● **Excerpted data**:
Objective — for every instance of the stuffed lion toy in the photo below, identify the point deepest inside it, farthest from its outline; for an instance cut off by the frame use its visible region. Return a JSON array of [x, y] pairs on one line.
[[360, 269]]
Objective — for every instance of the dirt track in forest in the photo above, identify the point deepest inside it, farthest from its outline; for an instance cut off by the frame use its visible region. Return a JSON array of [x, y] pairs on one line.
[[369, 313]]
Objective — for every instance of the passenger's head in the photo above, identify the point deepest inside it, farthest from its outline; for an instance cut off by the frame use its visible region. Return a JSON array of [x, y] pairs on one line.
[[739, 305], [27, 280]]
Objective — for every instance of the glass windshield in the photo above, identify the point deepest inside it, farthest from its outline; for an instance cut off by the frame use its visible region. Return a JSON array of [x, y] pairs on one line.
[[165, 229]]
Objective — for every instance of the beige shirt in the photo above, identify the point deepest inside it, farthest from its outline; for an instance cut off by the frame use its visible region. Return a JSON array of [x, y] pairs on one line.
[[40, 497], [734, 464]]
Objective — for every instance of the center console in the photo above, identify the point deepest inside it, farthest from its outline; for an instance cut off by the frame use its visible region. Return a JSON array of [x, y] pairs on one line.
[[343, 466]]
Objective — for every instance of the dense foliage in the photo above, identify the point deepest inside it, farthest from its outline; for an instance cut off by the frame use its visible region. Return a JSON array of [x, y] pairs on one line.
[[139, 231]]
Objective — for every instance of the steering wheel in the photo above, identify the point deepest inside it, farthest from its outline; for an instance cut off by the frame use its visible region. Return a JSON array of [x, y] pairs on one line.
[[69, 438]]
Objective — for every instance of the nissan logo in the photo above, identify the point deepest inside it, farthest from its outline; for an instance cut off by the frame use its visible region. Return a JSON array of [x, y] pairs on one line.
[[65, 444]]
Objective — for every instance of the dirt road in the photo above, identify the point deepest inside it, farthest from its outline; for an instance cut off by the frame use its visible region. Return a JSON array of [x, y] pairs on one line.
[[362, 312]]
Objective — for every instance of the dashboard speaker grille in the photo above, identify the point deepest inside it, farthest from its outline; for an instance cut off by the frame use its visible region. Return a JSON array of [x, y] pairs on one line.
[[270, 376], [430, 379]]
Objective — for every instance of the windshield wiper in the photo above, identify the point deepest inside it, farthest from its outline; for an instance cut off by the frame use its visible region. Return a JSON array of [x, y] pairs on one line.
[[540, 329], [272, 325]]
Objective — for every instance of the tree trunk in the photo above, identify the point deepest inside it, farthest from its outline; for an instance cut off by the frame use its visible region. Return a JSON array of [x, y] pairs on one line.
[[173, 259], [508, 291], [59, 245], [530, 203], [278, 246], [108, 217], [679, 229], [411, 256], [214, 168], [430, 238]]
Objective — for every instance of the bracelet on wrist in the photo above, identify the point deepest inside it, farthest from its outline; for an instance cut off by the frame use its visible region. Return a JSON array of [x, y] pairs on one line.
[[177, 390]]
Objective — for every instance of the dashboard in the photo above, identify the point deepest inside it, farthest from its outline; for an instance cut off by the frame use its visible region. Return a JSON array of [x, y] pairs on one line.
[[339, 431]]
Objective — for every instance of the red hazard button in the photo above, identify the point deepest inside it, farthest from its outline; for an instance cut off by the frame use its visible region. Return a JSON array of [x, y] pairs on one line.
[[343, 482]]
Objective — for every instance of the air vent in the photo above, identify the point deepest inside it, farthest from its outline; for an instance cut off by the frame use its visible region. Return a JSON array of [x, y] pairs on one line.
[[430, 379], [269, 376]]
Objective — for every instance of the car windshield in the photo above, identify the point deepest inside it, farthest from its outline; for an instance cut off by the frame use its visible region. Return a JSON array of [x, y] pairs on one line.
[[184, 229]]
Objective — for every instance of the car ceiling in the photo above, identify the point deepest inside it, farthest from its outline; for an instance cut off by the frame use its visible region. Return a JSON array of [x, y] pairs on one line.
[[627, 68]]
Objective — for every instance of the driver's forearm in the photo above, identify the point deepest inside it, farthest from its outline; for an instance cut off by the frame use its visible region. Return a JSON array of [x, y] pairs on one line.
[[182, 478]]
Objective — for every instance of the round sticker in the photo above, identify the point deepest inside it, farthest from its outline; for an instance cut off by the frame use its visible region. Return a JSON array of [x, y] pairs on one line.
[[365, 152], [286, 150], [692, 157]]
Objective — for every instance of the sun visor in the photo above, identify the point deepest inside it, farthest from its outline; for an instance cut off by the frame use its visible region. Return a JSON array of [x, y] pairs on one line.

● **Do this**: Reproduce verbatim the lines from the line containing "Objective — for every instance of the air" to the line containing "[[184, 229]]", including both of those lines.

● **Response to this exercise**:
Objective — for every instance of the air vent in the photo above, identify the point deepest inside it, farthest from its outline; for an instance cut off by the frame use its visible region. Return a JSON array of [x, y] pairs on one line.
[[430, 379], [269, 376]]
Objective — for every instance of the car windshield in the photo above, identify the point deepest inside it, farthest from its outline; for an instance cut off by the frame use its visible region. Return a JSON array of [x, y] pairs on one line.
[[184, 229]]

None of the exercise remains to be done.